To do ▸ Skip the pictures and return every entry exactly as written.

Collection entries
★ ★ ★ ★

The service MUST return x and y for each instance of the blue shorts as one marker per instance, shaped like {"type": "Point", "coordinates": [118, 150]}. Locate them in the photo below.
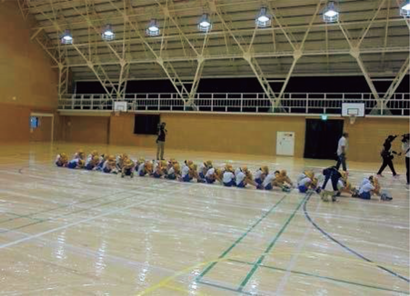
{"type": "Point", "coordinates": [72, 165]}
{"type": "Point", "coordinates": [241, 185]}
{"type": "Point", "coordinates": [268, 187]}
{"type": "Point", "coordinates": [302, 188]}
{"type": "Point", "coordinates": [258, 181]}
{"type": "Point", "coordinates": [229, 184]}
{"type": "Point", "coordinates": [209, 180]}
{"type": "Point", "coordinates": [365, 195]}
{"type": "Point", "coordinates": [171, 177]}
{"type": "Point", "coordinates": [187, 178]}
{"type": "Point", "coordinates": [127, 172]}
{"type": "Point", "coordinates": [89, 167]}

★ ★ ★ ★

Answer to this problem ▸
The service MUST return x and y for each instance of the blue shorts as one marker per instance, shaped like {"type": "Point", "coordinates": [118, 150]}. Locate them in the photo below.
{"type": "Point", "coordinates": [72, 165]}
{"type": "Point", "coordinates": [241, 185]}
{"type": "Point", "coordinates": [268, 187]}
{"type": "Point", "coordinates": [302, 188]}
{"type": "Point", "coordinates": [258, 181]}
{"type": "Point", "coordinates": [229, 184]}
{"type": "Point", "coordinates": [209, 180]}
{"type": "Point", "coordinates": [365, 195]}
{"type": "Point", "coordinates": [171, 177]}
{"type": "Point", "coordinates": [187, 178]}
{"type": "Point", "coordinates": [127, 172]}
{"type": "Point", "coordinates": [89, 167]}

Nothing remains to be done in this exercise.